**QUOTED TEXT:**
— begin —

Partial Fractions with Ugly Coefficients

[AntSC]

Homework Statement

The question is stated at the top of the attached picture with a solution
20160303_095831.jpg
The correct results of the coefficients are A=2, B=-5, C=1
I have tried this problem multiple times and am still getting ugly coefficients. I have no idea why. A fresh pair of eyes would be welcome.
I have even had mathematica solve it for me to get some insight but it solves using matrices, which is not helpful when attempting it algebraically.

 

[SteamKing]

Homework Statement

The question is stated at the top of the attached picture with a solution
20160303_095831.jpg
The correct results of the coefficients are A=2, B=-5, C=1
I have tried this problem multiple times and am still getting ugly coefficients. I have no idea why. A fresh pair of eyes would be welcome.
I have even had mathematica solve it for me to get some insight but it solves using matrices, which is not helpful when attempting it algebraically.

The equation you wrote at the top:

97x + 35 ≡ A(5x + 2)² + B(2x-3)(5x+2) + C(2x-3)

is correct. The rest of your work below that is what's incorrect.

The idea is to expand the terms of the equation above and equate like with like, not to solve the individual factors like you appear to have done.
In other words, setting x = -2/5 and then doing some manipulation, where did that come from?

After doing the expansions, you should have three equations each in the three unknowns A, B, and C to solve for the values of the unknown coefficients.

 

[BvU]

setting x = -2/5 and then doing some manipulation

Dear Ant,
going from your first line to your second line you multiply. The equivalence between those two lines is lost if you multiply both sides by zero. In other words, the second line holds only if x is NOT -2/5 or 3/2 !

— end —

Stored entries:
— begin —

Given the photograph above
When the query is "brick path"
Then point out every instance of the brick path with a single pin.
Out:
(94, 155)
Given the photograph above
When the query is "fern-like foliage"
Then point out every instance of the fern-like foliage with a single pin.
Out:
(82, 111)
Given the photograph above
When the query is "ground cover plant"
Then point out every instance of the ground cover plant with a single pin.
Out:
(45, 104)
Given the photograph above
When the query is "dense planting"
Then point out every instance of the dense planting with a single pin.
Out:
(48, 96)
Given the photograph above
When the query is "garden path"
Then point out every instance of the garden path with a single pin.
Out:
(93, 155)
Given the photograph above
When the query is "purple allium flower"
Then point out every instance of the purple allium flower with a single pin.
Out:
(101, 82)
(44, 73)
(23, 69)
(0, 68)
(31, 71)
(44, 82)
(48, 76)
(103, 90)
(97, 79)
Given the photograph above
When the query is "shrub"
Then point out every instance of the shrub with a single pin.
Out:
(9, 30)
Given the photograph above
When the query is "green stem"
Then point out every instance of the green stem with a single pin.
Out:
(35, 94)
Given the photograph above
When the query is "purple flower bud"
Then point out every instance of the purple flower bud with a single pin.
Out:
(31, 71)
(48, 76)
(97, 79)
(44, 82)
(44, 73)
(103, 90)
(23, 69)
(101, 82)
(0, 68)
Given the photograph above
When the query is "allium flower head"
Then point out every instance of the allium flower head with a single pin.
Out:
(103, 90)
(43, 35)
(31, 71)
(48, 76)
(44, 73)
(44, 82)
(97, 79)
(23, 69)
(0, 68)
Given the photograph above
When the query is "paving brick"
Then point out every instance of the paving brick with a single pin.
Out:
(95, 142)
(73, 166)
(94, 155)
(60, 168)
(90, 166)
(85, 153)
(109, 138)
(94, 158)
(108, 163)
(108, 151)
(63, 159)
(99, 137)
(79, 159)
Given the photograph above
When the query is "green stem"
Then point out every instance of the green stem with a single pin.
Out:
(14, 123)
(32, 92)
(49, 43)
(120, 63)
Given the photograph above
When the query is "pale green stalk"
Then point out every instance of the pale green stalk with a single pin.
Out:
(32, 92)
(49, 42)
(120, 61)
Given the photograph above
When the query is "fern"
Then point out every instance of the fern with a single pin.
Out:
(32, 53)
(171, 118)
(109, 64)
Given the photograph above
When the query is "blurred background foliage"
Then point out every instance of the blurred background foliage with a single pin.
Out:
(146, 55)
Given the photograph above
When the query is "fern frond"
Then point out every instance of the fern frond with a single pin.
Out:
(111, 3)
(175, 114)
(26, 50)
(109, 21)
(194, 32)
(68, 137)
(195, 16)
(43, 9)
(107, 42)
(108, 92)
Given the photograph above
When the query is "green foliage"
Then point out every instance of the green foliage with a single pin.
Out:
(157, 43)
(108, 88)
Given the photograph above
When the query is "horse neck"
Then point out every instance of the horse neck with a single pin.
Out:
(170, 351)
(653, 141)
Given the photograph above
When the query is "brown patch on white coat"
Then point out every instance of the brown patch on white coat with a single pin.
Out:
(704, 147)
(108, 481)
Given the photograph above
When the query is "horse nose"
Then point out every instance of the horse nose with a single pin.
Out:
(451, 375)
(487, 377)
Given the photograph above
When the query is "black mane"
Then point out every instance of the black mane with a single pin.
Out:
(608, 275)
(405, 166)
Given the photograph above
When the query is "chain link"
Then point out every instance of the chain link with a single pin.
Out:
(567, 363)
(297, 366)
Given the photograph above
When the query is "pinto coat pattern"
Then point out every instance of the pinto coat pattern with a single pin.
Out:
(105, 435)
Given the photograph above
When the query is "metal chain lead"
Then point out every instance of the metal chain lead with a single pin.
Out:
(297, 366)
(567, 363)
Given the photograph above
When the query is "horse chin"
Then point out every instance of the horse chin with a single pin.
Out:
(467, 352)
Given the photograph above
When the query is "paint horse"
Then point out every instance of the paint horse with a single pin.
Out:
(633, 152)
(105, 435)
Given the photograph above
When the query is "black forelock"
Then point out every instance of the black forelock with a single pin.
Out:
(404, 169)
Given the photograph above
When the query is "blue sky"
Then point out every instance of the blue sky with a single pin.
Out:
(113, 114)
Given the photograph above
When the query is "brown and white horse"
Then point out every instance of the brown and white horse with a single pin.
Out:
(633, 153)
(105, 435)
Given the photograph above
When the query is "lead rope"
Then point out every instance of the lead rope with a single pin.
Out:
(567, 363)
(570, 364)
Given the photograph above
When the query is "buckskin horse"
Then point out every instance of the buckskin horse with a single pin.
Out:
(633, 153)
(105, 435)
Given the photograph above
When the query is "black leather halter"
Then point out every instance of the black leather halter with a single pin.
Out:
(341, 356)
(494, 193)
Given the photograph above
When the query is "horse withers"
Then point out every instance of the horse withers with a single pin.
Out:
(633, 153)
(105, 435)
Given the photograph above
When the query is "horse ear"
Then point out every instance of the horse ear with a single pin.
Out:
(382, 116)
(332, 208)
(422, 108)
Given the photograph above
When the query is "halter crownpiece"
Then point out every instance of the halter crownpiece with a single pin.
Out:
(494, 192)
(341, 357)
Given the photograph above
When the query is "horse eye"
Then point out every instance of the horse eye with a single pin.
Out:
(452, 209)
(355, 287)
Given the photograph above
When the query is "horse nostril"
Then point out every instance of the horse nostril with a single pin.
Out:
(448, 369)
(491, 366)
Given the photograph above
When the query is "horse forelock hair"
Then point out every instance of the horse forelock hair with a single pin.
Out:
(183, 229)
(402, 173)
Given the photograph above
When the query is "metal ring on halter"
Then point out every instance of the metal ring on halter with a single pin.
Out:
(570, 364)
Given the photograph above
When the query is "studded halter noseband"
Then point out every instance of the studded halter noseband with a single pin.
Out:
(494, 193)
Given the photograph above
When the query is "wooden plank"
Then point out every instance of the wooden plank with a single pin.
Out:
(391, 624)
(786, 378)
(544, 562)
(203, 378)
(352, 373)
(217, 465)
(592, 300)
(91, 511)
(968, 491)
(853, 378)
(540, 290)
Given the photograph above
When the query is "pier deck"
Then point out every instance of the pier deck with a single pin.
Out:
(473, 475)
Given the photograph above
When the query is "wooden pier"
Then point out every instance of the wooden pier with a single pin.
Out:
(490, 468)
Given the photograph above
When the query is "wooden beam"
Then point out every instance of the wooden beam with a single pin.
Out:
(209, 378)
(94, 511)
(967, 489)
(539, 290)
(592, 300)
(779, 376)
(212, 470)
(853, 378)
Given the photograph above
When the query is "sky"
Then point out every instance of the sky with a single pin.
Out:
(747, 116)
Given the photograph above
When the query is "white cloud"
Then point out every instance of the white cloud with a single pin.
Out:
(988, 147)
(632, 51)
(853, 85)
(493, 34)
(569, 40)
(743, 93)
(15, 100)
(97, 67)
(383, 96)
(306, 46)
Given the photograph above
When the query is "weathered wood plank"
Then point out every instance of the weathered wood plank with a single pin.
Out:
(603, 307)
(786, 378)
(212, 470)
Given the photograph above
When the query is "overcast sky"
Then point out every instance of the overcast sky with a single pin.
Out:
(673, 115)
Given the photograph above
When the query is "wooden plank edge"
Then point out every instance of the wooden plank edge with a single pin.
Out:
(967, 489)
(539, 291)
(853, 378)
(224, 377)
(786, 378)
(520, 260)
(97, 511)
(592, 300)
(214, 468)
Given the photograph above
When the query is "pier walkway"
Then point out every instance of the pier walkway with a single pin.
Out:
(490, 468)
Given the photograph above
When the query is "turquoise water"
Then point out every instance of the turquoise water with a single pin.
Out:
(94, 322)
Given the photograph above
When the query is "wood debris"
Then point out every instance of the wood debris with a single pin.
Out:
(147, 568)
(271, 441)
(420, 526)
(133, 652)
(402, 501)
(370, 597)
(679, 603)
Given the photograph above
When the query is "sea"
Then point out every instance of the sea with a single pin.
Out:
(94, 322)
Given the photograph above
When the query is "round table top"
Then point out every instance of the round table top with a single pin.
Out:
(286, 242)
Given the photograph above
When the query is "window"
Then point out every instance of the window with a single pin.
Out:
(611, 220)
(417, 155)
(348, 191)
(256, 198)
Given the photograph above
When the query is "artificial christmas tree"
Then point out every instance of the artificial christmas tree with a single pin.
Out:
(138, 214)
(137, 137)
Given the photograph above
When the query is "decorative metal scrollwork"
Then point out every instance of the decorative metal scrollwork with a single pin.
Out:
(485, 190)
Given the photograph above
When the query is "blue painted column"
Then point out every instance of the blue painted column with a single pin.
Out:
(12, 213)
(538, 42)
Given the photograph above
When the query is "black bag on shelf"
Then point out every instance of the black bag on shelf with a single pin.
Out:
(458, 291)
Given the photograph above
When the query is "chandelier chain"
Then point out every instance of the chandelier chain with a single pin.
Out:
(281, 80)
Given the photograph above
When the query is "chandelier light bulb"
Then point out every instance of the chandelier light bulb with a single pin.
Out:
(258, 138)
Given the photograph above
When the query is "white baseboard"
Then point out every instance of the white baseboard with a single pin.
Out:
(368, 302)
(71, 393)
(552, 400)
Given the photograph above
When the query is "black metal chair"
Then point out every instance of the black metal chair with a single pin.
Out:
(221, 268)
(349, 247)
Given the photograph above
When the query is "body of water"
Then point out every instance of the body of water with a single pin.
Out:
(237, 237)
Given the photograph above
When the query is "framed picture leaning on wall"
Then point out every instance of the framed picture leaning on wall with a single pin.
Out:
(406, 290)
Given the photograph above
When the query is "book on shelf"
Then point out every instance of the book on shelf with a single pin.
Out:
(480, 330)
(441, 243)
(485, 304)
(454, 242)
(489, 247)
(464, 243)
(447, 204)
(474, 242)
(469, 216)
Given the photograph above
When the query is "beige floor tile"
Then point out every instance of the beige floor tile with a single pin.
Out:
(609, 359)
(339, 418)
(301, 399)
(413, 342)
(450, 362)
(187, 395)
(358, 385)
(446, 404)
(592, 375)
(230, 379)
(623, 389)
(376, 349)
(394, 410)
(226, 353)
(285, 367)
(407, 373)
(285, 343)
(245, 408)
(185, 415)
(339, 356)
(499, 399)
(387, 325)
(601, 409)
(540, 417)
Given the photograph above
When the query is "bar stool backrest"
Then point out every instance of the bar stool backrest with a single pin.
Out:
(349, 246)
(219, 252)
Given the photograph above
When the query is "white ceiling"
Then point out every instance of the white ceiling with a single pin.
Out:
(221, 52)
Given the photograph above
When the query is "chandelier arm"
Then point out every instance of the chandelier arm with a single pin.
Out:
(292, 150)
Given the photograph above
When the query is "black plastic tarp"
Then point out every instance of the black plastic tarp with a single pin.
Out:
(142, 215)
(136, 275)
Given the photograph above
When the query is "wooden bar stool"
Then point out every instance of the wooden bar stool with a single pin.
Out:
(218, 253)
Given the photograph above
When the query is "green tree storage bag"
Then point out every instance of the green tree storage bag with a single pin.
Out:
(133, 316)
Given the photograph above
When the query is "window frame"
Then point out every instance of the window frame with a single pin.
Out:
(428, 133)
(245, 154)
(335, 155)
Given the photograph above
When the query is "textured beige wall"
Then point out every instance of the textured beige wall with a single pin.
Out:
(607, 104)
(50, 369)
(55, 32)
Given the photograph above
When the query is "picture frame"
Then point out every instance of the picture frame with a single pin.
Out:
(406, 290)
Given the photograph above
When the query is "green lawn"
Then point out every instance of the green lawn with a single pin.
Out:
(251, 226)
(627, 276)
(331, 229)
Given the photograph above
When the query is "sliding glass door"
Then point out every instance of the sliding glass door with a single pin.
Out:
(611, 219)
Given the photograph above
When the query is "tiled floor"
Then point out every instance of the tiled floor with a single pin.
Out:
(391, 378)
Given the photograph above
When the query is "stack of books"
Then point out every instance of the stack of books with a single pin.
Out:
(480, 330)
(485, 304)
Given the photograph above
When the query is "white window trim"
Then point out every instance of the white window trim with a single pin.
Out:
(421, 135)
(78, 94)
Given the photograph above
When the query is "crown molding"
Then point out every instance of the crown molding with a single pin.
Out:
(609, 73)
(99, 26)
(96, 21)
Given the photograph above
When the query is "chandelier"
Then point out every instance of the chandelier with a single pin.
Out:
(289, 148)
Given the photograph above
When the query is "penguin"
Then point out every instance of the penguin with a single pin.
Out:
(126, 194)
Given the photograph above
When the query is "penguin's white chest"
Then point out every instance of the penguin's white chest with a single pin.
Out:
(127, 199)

— end —

**GIVEN PROBLEM:**
In the partial fractions thread above:
(a) What are the correct values given for the coefficients A, B and C?
(b) What does the original poster say Mathematica uses to solve the problem?
(c) For which two values of x does the reply from BvU say the second line fails to hold?

**RESULT FOR THIS EXERCISE:**
(a) A=2, B=-5, C=1
(b) Matrices
(c) x = -2/5 and x = 3/2